(Data excerpts)
┏━━
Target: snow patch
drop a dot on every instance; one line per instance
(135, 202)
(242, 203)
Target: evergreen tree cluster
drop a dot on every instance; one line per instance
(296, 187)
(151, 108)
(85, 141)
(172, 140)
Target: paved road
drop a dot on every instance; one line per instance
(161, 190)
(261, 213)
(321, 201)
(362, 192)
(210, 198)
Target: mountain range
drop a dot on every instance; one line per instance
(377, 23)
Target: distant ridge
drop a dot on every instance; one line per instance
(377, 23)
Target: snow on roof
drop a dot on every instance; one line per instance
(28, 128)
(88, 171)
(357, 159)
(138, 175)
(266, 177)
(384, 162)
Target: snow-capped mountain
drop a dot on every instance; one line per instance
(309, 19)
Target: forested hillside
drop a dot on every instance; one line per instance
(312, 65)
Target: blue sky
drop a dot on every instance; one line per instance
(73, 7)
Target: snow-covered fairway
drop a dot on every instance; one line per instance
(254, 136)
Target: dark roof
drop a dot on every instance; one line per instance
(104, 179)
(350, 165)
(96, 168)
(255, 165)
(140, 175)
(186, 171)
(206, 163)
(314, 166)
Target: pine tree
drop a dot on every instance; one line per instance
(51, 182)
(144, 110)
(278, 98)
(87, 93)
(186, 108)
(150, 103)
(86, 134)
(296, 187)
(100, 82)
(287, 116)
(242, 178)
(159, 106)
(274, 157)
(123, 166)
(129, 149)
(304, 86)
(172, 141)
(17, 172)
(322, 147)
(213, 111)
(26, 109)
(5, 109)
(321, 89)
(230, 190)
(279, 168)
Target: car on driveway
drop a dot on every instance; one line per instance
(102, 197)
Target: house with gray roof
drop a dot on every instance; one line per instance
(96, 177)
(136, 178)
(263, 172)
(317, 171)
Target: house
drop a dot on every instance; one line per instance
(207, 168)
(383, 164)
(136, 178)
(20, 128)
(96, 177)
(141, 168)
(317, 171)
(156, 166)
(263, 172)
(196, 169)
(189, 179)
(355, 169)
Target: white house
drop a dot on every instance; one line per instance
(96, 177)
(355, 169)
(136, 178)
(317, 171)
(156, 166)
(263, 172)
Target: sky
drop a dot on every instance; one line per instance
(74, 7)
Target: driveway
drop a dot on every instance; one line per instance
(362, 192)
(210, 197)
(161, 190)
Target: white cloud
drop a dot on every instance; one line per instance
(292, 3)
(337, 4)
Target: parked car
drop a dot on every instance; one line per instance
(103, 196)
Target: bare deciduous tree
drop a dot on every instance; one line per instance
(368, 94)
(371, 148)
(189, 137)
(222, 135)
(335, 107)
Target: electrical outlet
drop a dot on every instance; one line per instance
┗━━
Return each line above exactly as it appears.

> **Exercise output**
Target: snow patch
drop a dot on every instance; one line per instance
(135, 202)
(242, 203)
Target: evergreen tree cluster
drop a dot on every instance; one line per instance
(296, 187)
(151, 108)
(85, 141)
(172, 140)
Target: paved road
drop a dot on every instance; one line per instance
(161, 190)
(261, 213)
(321, 201)
(362, 192)
(210, 198)
Target: mountain range
drop a dot on every instance; one line per instance
(377, 23)
Target: distant ridge
drop a dot on every instance; one line per instance
(377, 23)
Target: snow on roof
drop a dot on every instance; one line per instance
(28, 128)
(88, 171)
(357, 159)
(138, 175)
(266, 177)
(384, 162)
Target: snow-capped mountain
drop a dot on every instance; one line per instance
(309, 19)
Target: forested hillside
drop a dot on every instance; one line per instance
(312, 65)
Target: blue sky
drop a dot on every instance; one line per instance
(73, 7)
Target: snow-covered fairway
drop a dot on every instance; one line per instance
(254, 136)
Target: dark roof
drop a dot on every instance; one line per instance
(104, 179)
(350, 165)
(96, 168)
(255, 165)
(140, 175)
(186, 171)
(206, 163)
(314, 166)
Target: pine tree
drop a dot on every instance; one line per instance
(51, 182)
(144, 110)
(278, 98)
(87, 93)
(186, 108)
(150, 103)
(86, 134)
(296, 187)
(100, 82)
(287, 116)
(242, 178)
(159, 106)
(274, 157)
(123, 166)
(129, 149)
(304, 86)
(172, 141)
(17, 172)
(322, 147)
(213, 111)
(26, 109)
(5, 109)
(321, 89)
(230, 190)
(279, 168)
Target: car on driveway
drop a dot on every instance; one line per instance
(102, 197)
Target: house with gray roof
drop a dot on every instance; one line per instance
(96, 177)
(136, 178)
(263, 172)
(317, 171)
Target: house
drop a dot on every instance; one line per instance
(207, 168)
(383, 164)
(136, 178)
(20, 128)
(96, 177)
(141, 168)
(317, 171)
(156, 166)
(263, 172)
(196, 169)
(189, 179)
(355, 169)
Target: white house
drop a dot on every instance; one line per instance
(96, 177)
(355, 169)
(136, 178)
(317, 171)
(156, 166)
(263, 172)
Target: sky
drop a dot on every instance; one line per instance
(74, 7)
Target: driveway
drop a dot on every instance; one line per instance
(362, 192)
(210, 197)
(161, 190)
Target: white cloud
drop a dot on every instance; one line per instance
(292, 3)
(337, 4)
Target: parked car
drop a dot on every instance; one line per instance
(103, 196)
Target: bare deciduous tree
drop a dot on every instance; one line per instance
(368, 94)
(371, 148)
(189, 137)
(222, 135)
(335, 107)
Target: electrical outlet
drop a dot on every instance; one line per instance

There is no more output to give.